==== EXCERPTED TEXT ====

Re: [DISCUSS] Single specification, multiple implementations

Julian Hyde Sun, 22 Feb 2026 19:07:45 -0800

Gavin,

I have tried reaching out. I had a long conversation with Andrew Lamb while we 
were in Santiago for SIGMOD, and I sent a couple of proposals on the Substrait 
list. Those approaches have come to nothing because, not surprisingly, the 
projects are busy working on their goals and don’t want to work on mine. They 
want to serve the needs of their existing users, not some hypothetical set of 
users that might exist if they made a major engineering investment.


In a very loose sense, DataFusion and Substrait are forks of Calcite. They saw 
patterns and APIs in Calcite that worked and implemented them in a new 
language/framework. But no one expects them to ‘un-fork’. They are under no 
legal or moral obligation to contribute their changes upstream, and neither 
have we pulled in their changes. So, they continue to diverge.

To illustrate my point, let me pick on DataFusion for a minute.

It sounds as if you (Gavin) are happy with DataFusion because it is in Rust, 
uses JSON as its plan format, and has a multi-threaded engine. But I’m not 
totally happy with DataFusion. As I write the Rust implementation of Morel, in 
addition to Rust support and a multi-threaded engine, I also want a planner 
that can generate heterogeneous plans, query backend databases in multiple 
dialects of SQL, and use materialized views. The things that Calcite does well. 

I don’t really mind whether the project that implements this test suite in Rust 
is DataFusion or some new project. If we do a little work to prime the pump — 
make tests like RelOptRulesTest runnable from other languages — then an 
implementation may just happen.

Julian

> On Feb 22, 2026, at 3:25 AM, Gavin Ray <[email protected]> wrote:
> 
> Let me voice a somewhat-alternative idea:
> 
> For Calcite-like tools, you essentially have Calcite in Java, and
> DataFusion, in Rust.
> The ecosystem of adjacent tooling usually either supports one or the other.
> 
> For example -- at my workplace, when they rebuilt our core platform, they
> adopted Rust and DataFusion for our query engine.
> (We also evaluated using Substrait as our Query Plan IR, but it's both
> fairly verbose and lacked some of the nodes we'd need. Plus, being tied to
> Protobuf (we use JSON) wasn't ideal.)
> 
> Personally, I feel like there'd be more value in reaching out to Andy (and
> maybe other owners of tools like Trino, etc) to see whether a Common
> Interface for these query engines could be agreed upon.
> Language-agnostic integration with a platform of Query Engine-like tools
> seems like it would unlock a lot of value.

==== SUPPLIED DATA ====

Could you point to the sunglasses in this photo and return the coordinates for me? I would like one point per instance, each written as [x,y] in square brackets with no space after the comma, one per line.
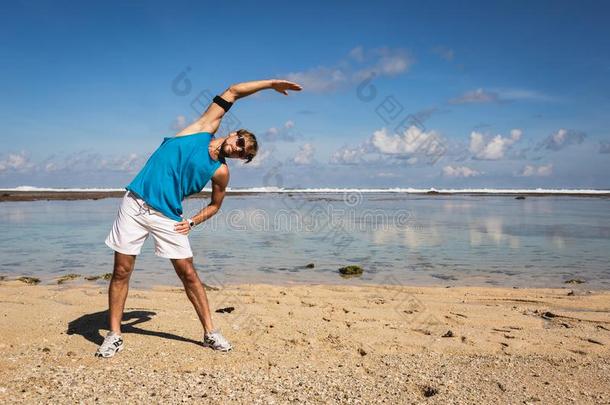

====

_EXERCISE TASKS_
A. In the mailing-list thread on a single specification with multiple implementations, rewrite the paragraph beginning "In a very loose sense" as a short bulleted list that keeps its main facts.
B. Summarize the mailing-list thread on a single specification with multiple implementations in two sentences.
C. Carry on the mailing-list thread on a single specification with multiple implementations from where it stops.

_ANSWERS TO THE EXERCISES_
A.
- DataFusion and Substrait are, loosely, forks of Calcite.
- They took patterns and APIs that worked in Calcite and implemented them in a new language or framework.
- No one expects them to un-fork. They have no legal or moral obligation to contribute their changes upstream, and Calcite has not pulled in their changes either.
- As a result, the projects keep diverging.

B. Gavin Ray suggests asking the owners of query engines such as DataFusion and Trino to agree on a common, language-agnostic interface. Julian Hyde replies that his outreach to DataFusion and Substrait went nowhere because those projects serve their own users and keep diverging from Calcite, and he proposes making tests like RelOptRulesTest runnable from other languages so that a Rust implementation with Calcite's planner strengths might follow.

C.
> 
> This is quite a large endeavor, though, and potentially not possible.
> 
> Can I ask: Suppose Calcite had an API defined, something like "class
> MyLanguageEngine implements CalciteImplementation"
> Do folks think implementations in other languages will pop up? It seems
> like quite a hefty/herculean task, unless you only ported parts of it.
> 
> 
> On Sun, Feb 22, 2026 at 5:48 AM jensen <[email protected]> wrote:
> 
>> I personally strongly support this idea! It would allow us to fully
>> leverage Calcite’s strengths in SQL parsing and optimization. I think
>> Substrait is a relatively good reference at this stage (though there might
>> be even better alternatives). Currently, substrait-java already uses
>> Calcite as the reference implementation of the standard, which is a great
>> starting point.
>> I’ve previously worked on using Substrait to integrate with third-party
>> execution engines. As Alessandro mentioned, execution layers vary
>> significantly, making integration extremely challenging—even if you only
>> aim to maintain compatibility with just two different execution backends.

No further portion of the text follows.